* Work task:
Only the lines that hold the word "negative" are wanted from this listing.

───── Provided information ─────

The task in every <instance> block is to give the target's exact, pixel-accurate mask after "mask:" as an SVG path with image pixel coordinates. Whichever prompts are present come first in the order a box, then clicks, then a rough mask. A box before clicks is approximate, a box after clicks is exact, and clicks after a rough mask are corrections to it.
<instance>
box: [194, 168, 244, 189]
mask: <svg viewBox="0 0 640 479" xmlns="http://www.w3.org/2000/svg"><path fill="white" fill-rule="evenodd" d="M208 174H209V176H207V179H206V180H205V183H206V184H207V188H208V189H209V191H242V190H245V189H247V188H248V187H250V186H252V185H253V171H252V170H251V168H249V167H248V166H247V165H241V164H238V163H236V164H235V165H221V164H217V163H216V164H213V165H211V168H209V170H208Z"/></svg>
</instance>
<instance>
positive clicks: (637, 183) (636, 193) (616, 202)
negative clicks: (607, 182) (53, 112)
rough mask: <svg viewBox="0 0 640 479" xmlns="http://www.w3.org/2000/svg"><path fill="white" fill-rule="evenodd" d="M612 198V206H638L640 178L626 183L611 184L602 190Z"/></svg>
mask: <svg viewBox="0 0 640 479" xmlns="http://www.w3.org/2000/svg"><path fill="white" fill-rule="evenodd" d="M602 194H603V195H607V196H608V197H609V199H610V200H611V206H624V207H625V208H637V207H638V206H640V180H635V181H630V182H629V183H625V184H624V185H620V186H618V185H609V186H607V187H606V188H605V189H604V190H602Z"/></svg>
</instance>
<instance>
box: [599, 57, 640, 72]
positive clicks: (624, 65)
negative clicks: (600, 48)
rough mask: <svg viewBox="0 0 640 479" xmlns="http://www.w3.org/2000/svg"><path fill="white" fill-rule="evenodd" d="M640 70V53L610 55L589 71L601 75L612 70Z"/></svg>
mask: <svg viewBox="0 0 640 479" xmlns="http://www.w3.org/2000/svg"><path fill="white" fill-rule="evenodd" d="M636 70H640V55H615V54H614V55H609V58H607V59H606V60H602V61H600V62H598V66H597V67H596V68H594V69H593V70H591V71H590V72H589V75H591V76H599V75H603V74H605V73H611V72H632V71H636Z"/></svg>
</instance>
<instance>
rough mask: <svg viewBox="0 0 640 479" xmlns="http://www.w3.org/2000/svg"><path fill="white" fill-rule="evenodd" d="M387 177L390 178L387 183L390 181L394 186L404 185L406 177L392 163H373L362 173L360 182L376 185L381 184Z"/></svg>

─────
───── Provided information ─────

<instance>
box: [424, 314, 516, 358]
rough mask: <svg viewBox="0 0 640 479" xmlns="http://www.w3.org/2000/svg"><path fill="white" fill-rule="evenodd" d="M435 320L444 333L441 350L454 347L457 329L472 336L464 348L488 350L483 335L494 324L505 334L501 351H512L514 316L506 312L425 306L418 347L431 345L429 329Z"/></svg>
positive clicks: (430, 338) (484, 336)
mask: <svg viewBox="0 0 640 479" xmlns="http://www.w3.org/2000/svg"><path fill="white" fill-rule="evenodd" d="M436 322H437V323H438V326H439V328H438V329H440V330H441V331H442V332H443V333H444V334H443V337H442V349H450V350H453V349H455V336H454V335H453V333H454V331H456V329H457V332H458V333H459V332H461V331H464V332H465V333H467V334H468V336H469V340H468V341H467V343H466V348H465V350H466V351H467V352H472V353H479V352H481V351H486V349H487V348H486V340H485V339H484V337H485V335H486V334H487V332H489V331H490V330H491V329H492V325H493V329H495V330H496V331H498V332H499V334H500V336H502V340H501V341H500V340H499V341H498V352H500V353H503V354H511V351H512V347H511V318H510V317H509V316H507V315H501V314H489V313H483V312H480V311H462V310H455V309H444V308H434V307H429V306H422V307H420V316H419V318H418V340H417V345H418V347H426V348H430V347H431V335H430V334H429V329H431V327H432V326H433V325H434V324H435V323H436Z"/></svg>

─────

* Answer section:
negative clicks: (607, 182) (53, 112)
negative clicks: (600, 48)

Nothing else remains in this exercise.